• _Written exercise_:
Pick out and copy each line of the data below that contains the word "every". Match it with case counting.

>> START Provided entries

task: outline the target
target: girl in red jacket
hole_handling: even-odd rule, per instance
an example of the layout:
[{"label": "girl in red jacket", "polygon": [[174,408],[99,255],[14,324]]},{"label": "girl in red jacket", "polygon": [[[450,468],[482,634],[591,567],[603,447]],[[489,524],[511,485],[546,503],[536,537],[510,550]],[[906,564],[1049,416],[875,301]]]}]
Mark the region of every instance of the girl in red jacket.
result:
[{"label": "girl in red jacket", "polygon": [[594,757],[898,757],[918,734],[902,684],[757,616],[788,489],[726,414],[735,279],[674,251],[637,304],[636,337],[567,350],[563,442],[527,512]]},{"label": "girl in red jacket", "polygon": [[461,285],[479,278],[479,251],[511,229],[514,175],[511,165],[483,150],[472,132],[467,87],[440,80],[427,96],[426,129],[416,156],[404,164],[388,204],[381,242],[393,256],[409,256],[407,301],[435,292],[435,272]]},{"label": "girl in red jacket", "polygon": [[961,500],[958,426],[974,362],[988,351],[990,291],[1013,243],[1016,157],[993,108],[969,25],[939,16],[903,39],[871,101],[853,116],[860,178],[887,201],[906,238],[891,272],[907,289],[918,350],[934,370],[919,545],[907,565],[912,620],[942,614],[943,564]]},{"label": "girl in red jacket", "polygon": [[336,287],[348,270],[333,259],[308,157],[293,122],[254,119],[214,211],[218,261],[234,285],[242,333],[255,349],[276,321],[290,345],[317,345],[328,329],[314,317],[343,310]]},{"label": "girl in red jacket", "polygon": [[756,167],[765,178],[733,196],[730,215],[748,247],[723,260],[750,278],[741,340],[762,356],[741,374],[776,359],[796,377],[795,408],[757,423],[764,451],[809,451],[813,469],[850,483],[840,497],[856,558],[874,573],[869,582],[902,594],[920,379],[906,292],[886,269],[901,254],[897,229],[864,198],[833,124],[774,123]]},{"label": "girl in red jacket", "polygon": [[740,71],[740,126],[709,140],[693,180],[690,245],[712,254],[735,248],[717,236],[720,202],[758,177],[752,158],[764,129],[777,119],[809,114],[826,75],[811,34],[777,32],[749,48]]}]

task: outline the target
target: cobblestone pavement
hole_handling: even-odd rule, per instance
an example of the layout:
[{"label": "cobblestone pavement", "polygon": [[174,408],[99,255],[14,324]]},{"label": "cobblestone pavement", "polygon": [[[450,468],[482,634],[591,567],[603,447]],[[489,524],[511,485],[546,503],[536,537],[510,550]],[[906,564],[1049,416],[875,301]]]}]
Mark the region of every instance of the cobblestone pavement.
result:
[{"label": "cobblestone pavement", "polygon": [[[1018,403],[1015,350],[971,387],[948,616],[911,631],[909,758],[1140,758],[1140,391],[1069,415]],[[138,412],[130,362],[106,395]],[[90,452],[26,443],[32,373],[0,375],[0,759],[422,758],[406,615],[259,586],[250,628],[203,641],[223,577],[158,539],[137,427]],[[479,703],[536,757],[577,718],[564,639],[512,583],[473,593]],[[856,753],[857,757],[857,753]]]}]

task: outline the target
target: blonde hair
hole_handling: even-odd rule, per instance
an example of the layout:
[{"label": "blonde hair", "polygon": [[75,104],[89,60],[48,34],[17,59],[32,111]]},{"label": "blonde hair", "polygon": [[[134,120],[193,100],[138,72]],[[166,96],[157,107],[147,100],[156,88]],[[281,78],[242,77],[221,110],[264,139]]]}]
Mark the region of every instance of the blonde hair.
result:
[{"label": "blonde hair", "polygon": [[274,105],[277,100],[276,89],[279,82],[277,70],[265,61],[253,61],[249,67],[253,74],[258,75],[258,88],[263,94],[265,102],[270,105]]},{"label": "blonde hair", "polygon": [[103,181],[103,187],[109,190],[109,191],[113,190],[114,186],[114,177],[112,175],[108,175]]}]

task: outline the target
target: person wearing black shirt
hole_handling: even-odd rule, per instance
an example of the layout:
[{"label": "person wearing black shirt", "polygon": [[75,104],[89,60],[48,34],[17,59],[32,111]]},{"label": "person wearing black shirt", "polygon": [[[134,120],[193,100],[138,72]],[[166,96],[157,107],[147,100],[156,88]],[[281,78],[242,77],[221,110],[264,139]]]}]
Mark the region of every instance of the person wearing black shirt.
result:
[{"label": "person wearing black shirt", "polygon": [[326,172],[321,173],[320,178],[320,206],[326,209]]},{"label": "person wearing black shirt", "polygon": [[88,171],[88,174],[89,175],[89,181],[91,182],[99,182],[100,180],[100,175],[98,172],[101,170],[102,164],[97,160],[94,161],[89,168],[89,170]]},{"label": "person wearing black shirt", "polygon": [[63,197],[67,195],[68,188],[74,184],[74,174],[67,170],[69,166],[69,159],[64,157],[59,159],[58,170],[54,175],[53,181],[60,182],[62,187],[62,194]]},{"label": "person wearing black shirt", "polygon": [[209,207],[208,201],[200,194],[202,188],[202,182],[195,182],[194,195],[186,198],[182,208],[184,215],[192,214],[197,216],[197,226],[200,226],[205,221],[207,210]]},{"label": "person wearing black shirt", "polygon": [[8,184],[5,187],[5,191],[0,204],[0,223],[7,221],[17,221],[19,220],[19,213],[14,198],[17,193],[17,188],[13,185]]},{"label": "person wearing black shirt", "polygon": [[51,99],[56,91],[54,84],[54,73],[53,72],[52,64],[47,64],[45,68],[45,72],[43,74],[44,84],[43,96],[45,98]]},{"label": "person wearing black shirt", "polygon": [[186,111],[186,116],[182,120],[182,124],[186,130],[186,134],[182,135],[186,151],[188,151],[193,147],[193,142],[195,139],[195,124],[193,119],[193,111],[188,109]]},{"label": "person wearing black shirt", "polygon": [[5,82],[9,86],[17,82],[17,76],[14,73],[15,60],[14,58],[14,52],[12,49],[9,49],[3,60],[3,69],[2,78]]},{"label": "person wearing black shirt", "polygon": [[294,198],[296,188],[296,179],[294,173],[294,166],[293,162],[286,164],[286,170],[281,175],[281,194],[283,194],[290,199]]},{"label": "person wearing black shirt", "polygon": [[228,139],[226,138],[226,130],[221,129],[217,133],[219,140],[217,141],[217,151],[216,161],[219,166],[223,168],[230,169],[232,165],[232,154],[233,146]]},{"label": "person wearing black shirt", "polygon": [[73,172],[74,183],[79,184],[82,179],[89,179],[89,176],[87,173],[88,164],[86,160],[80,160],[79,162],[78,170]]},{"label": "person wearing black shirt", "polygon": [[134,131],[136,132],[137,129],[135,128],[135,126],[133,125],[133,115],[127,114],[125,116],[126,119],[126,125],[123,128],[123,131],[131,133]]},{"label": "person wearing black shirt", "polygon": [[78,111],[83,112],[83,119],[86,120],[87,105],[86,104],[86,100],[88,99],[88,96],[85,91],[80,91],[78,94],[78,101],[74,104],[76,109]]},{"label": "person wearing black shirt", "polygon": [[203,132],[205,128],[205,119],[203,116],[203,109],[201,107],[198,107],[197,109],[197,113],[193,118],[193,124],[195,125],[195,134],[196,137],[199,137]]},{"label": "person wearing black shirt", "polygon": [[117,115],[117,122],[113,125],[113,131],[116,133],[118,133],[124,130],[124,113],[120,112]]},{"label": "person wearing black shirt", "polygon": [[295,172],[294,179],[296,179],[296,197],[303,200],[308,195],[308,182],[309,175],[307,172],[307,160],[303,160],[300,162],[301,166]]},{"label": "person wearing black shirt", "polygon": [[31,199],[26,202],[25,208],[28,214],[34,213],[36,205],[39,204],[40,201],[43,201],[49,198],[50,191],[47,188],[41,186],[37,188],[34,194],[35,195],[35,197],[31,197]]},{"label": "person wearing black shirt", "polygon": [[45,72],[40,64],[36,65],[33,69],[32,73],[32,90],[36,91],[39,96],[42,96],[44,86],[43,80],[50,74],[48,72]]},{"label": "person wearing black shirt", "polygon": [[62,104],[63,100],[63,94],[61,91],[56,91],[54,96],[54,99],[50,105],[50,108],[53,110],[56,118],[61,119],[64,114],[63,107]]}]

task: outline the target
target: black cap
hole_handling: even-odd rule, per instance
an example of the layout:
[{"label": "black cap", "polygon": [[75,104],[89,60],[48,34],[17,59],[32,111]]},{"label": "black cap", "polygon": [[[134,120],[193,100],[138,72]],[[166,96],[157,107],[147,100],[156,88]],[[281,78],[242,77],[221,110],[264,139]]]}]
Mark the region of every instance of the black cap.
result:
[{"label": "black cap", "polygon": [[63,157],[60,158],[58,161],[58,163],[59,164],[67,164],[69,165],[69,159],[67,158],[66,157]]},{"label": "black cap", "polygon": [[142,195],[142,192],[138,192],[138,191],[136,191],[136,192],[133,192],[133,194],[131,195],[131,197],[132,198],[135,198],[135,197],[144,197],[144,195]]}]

>> END Provided entries

• _Worked answer_:
Mark the region of every instance of the girl in red jacket.
Mark the region of every instance of the cobblestone pavement.
Mark the region of every instance of the blonde hair.
Mark the region of every instance of the person wearing black shirt.
Mark the region of every instance of the black cap.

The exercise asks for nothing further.